[The data]

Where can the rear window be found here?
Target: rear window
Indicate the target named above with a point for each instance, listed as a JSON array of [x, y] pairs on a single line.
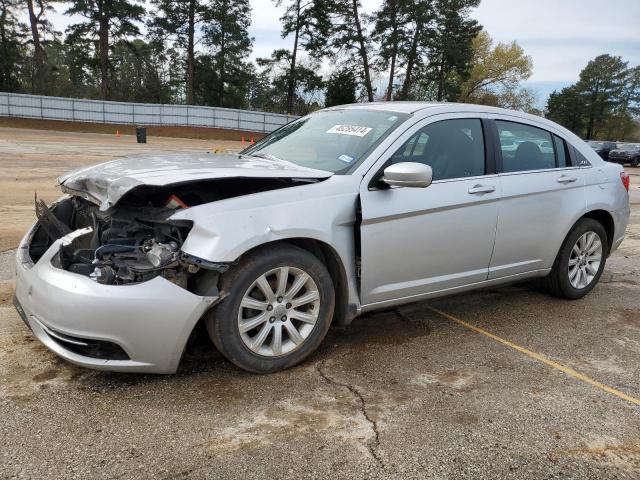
[[525, 147]]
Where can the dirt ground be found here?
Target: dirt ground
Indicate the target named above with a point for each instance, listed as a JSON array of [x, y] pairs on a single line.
[[502, 383]]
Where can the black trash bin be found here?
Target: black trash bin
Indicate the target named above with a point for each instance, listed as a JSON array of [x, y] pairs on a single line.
[[141, 134]]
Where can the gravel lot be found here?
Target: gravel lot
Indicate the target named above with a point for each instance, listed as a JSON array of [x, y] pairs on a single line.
[[408, 393]]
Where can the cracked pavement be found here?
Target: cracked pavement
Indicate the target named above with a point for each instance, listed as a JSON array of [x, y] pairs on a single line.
[[402, 393]]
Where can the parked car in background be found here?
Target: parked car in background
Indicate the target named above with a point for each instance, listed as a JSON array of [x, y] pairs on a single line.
[[603, 148], [626, 153], [345, 211]]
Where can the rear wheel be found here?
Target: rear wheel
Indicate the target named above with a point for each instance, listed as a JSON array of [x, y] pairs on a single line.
[[278, 310], [580, 262]]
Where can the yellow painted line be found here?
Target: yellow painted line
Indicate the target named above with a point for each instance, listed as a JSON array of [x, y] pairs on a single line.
[[541, 358]]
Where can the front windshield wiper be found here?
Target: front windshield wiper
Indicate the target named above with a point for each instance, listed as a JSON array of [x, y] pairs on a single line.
[[266, 156]]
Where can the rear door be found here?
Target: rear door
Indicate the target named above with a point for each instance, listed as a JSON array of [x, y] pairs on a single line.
[[542, 194], [416, 241]]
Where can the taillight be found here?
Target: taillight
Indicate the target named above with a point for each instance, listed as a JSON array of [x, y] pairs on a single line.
[[624, 176]]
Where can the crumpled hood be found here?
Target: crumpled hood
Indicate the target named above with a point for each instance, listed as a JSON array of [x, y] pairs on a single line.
[[106, 183]]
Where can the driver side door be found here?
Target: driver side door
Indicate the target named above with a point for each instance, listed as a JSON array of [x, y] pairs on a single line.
[[418, 241]]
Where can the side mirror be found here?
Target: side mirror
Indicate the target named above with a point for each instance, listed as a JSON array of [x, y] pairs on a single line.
[[408, 174]]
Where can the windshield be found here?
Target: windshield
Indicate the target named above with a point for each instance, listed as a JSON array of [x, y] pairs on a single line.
[[331, 140], [628, 148]]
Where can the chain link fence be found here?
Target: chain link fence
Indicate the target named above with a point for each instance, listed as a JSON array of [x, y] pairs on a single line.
[[144, 114]]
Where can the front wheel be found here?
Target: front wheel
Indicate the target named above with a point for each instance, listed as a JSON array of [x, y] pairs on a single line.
[[279, 307], [580, 262]]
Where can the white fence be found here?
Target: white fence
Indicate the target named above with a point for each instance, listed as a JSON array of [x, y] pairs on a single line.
[[146, 114]]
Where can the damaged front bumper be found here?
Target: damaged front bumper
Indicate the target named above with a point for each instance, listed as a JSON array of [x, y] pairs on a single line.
[[141, 327]]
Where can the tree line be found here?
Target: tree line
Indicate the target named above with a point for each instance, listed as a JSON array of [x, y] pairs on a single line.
[[604, 104], [198, 52]]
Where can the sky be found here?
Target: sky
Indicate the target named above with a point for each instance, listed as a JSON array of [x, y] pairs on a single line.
[[561, 36]]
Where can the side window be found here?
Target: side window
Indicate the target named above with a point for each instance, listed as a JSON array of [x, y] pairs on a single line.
[[562, 154], [525, 147], [452, 148]]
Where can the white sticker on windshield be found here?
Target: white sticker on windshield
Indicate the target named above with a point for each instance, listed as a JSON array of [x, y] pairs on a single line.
[[345, 158], [354, 130]]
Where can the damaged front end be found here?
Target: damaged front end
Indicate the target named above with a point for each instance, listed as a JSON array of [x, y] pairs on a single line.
[[131, 243]]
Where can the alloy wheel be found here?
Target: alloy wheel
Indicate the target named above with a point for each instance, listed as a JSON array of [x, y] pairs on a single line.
[[584, 261], [278, 311]]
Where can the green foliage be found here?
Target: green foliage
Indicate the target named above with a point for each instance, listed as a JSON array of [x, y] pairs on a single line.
[[106, 22], [603, 103], [495, 75], [341, 88], [451, 49], [349, 42], [11, 47], [277, 71], [225, 34]]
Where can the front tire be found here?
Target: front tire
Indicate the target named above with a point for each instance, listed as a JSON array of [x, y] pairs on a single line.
[[279, 307], [580, 261]]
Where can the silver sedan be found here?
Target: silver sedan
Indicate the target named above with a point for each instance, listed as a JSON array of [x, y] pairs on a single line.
[[345, 211]]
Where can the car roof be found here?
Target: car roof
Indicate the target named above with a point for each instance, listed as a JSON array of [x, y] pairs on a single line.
[[429, 108]]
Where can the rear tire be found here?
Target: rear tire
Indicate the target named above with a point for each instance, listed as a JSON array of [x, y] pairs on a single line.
[[580, 261], [279, 307]]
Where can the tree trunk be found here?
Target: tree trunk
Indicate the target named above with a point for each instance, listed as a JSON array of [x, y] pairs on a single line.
[[363, 52], [191, 52], [104, 56], [38, 52], [394, 54], [222, 66], [441, 78], [411, 61], [291, 91], [590, 124], [392, 69]]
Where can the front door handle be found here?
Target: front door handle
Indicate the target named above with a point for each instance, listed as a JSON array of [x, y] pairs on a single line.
[[566, 179], [482, 189]]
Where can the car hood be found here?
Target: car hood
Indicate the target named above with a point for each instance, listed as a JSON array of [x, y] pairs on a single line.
[[106, 183]]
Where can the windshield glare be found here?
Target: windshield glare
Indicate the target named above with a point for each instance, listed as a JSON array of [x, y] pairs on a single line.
[[332, 140]]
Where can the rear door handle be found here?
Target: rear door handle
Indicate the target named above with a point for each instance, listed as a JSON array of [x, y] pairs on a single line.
[[566, 179], [482, 189]]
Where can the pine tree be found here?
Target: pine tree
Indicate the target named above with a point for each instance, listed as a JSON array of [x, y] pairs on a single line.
[[108, 21], [11, 52], [308, 84], [226, 37], [414, 49], [180, 22], [601, 86], [341, 88], [394, 25], [348, 37], [451, 46], [307, 21]]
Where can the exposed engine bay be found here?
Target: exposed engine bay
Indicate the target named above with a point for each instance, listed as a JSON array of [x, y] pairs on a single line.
[[136, 241], [128, 244]]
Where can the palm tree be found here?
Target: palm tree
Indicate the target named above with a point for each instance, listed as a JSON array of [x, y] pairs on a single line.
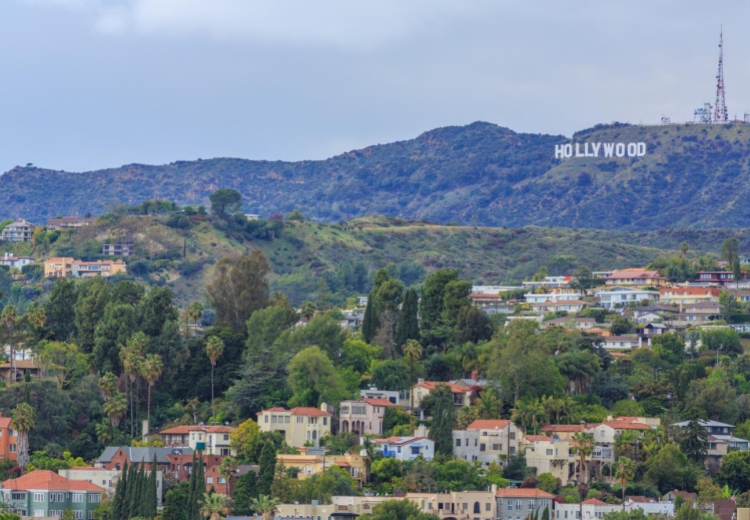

[/The data]

Retype the entries above exactly, but only from the line containing "Where can the tree trunk be found here?" through the line containing "Target: palm tree", both included.

The completed task
Where can the tree trunk be found here?
Target: tree trunk
Indicate the target named above with a point for each instance, listed as a JSON array of [x, y] pairs on a single line.
[[363, 52], [191, 52], [104, 56], [38, 52], [394, 54], [222, 66], [441, 78], [411, 61], [291, 91], [590, 124], [392, 69]]
Where can the front door handle be found here?
Target: front door handle
Indicate the target named above with a point for each instance, listed as a JSON array of [x, y] pairs on a single line.
[[566, 179], [482, 189]]
Where can the car hood be found here?
Target: car hood
Indicate the target named above with a point for each instance, listed as a JSON array of [x, y] pairs on a single line.
[[106, 183]]
Where can the windshield glare be found here?
Target: windshield glare
Indicate the target named above with a point for each instance, listed as a JSON array of [x, y] pairs on a single line.
[[332, 140]]
Where can the rear door handle be found here?
Target: rear door handle
Indicate the target named above with a point for each instance, listed as a JSON array of [x, y] pairs on a single line.
[[566, 179], [482, 189]]
Where can the pine tree be found here?
Target: pine tree
Indicate the target named above with a point for each instance, listed as a JSON array of [x, y] pairs on a single line.
[[108, 21], [11, 52], [308, 84], [226, 37], [414, 49], [180, 22], [601, 86], [341, 88], [394, 25], [348, 37], [451, 46], [307, 21]]
Where can the exposed engine bay be found here?
Target: exposed engine bay
Indicate the target named above with a point for each instance, listed as a JSON array of [x, y] pairs on a single line.
[[136, 241], [128, 244]]
Where can the palm tree be found here?
Target: palm tree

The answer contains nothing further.